Excerpts of pointing data:
[BEGIN]

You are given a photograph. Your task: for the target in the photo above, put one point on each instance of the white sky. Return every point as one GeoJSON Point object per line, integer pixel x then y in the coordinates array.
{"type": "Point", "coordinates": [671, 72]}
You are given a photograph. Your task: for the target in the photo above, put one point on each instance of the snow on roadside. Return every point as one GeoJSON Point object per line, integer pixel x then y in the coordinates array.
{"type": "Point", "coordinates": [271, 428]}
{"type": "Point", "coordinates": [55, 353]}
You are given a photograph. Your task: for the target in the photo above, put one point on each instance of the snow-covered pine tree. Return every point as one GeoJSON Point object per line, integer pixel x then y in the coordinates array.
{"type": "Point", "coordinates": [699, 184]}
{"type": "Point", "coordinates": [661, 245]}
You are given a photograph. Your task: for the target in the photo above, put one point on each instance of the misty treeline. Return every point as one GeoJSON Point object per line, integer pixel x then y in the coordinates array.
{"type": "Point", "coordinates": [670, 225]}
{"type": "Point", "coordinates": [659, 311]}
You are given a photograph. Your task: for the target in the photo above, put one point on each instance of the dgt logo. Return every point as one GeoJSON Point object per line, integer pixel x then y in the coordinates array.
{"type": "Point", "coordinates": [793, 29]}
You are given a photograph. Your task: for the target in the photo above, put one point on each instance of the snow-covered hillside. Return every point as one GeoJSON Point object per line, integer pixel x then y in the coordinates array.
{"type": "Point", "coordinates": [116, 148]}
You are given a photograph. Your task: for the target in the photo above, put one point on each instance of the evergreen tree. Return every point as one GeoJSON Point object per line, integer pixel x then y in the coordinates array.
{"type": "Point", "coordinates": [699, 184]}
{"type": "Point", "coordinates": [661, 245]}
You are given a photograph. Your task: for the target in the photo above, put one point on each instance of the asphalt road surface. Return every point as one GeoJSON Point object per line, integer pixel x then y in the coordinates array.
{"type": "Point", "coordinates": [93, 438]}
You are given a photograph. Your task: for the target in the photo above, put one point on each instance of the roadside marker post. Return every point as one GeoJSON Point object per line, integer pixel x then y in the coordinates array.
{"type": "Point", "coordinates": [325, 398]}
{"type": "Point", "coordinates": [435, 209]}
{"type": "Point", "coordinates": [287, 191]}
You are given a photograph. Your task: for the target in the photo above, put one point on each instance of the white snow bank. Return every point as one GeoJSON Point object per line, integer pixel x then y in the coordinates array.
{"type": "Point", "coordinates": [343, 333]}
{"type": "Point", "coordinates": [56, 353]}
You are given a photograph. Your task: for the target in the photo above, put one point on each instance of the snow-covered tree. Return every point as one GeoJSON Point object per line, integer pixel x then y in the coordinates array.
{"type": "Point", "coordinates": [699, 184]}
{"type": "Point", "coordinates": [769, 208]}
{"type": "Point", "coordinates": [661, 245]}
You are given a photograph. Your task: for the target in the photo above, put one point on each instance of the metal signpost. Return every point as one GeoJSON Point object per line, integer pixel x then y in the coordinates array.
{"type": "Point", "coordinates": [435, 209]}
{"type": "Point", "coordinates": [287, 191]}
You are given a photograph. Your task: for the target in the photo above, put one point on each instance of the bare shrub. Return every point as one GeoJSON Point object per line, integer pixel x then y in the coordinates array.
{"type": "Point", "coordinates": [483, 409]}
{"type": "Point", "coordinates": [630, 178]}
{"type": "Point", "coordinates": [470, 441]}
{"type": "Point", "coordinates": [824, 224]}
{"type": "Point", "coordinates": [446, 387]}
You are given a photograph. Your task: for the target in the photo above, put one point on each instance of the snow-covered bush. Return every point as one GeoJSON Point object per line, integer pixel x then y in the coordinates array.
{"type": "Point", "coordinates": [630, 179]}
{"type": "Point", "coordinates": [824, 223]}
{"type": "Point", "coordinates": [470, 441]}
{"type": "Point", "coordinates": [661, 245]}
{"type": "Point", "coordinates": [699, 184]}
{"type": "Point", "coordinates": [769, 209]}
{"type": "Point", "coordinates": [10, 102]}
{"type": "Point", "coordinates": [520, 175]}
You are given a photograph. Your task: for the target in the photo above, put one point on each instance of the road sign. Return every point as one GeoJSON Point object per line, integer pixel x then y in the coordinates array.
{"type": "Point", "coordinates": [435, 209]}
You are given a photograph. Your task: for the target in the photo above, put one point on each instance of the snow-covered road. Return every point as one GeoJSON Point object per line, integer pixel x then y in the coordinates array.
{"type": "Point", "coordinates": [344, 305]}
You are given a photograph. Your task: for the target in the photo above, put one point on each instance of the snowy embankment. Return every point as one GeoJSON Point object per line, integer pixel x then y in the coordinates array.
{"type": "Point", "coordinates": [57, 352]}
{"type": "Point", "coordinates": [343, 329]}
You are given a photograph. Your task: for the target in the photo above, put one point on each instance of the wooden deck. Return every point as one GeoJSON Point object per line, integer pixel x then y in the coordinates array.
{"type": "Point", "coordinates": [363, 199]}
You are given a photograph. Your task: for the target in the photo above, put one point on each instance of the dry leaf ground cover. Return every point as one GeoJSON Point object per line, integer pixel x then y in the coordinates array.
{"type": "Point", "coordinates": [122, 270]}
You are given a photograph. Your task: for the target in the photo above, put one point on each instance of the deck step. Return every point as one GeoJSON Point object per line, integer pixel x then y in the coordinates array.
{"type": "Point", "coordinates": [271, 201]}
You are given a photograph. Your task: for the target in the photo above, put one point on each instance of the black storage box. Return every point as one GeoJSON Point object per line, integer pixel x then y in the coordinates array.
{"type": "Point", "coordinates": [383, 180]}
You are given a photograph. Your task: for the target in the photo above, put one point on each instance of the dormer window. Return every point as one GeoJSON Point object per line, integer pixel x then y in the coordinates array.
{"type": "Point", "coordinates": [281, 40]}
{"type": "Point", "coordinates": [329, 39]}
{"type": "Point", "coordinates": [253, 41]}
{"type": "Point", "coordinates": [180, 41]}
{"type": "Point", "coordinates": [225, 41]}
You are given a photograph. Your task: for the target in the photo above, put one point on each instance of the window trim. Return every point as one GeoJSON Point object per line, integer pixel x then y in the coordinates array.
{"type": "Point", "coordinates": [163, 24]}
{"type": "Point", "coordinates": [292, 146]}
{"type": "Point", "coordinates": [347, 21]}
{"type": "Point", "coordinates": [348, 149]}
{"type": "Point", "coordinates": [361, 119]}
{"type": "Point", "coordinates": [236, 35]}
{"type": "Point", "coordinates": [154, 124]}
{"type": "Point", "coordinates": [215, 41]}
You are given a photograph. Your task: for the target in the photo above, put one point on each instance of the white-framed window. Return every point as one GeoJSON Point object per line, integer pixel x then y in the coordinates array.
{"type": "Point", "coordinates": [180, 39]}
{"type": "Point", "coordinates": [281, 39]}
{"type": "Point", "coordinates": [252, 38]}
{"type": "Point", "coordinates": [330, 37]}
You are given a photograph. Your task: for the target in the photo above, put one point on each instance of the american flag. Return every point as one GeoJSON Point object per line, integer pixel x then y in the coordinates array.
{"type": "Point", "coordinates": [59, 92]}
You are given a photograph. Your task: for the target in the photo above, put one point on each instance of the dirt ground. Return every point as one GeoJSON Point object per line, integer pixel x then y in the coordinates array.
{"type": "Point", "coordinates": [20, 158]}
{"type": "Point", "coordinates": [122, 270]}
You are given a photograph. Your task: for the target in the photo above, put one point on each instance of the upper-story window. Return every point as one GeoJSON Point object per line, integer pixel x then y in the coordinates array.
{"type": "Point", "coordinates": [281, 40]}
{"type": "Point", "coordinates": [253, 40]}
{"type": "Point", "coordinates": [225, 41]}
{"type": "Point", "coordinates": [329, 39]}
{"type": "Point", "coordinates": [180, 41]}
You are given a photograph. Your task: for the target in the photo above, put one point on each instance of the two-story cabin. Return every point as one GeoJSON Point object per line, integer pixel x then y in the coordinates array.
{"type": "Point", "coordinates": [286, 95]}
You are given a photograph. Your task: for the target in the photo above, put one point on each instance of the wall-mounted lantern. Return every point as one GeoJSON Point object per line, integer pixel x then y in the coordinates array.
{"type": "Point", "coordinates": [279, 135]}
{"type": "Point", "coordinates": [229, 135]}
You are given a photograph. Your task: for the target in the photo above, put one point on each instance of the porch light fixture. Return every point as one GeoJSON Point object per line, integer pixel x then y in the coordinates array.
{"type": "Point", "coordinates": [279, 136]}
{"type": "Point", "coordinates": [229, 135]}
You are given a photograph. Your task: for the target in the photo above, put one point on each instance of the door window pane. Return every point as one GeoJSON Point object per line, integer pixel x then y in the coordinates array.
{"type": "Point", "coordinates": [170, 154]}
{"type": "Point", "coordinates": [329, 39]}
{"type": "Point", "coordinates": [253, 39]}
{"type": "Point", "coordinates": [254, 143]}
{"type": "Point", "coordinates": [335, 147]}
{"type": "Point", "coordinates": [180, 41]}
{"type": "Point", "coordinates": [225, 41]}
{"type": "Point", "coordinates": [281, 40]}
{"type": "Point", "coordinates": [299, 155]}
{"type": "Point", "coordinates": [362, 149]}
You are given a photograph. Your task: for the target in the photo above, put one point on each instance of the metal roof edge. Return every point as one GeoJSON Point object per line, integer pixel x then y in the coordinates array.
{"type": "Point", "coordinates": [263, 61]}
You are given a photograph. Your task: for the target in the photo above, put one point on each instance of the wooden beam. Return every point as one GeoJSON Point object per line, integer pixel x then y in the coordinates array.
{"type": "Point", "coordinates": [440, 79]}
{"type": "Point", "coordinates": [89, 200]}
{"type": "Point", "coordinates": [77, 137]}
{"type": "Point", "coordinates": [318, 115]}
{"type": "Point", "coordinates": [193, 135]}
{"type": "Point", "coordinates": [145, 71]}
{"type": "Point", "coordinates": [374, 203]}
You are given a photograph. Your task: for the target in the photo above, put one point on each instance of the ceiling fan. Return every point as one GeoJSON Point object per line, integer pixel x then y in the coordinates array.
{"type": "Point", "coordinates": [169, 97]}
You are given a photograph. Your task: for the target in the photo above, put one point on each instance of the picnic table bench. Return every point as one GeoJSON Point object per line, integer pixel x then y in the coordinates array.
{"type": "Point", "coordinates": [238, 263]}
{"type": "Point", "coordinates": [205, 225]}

[END]

* Direction *
Exactly reproduce the lines beginning with the one that contains "of the ceiling" and ending with the last line of the material, both included. Leave out everything else.

* Full response *
You are given a photograph. Your task: for the target in the photo above, put one point on each instance of the ceiling fan. Return every point as one GeoJSON Point object per line, integer pixel x then y in the coordinates array.
{"type": "Point", "coordinates": [169, 97]}
You are given a photograph. Your task: for the target in the photo above, put one point on each instance of the picnic table bench. Return every point as one GeoJSON Point object per line, integer pixel x then y in the coordinates array.
{"type": "Point", "coordinates": [238, 263]}
{"type": "Point", "coordinates": [205, 225]}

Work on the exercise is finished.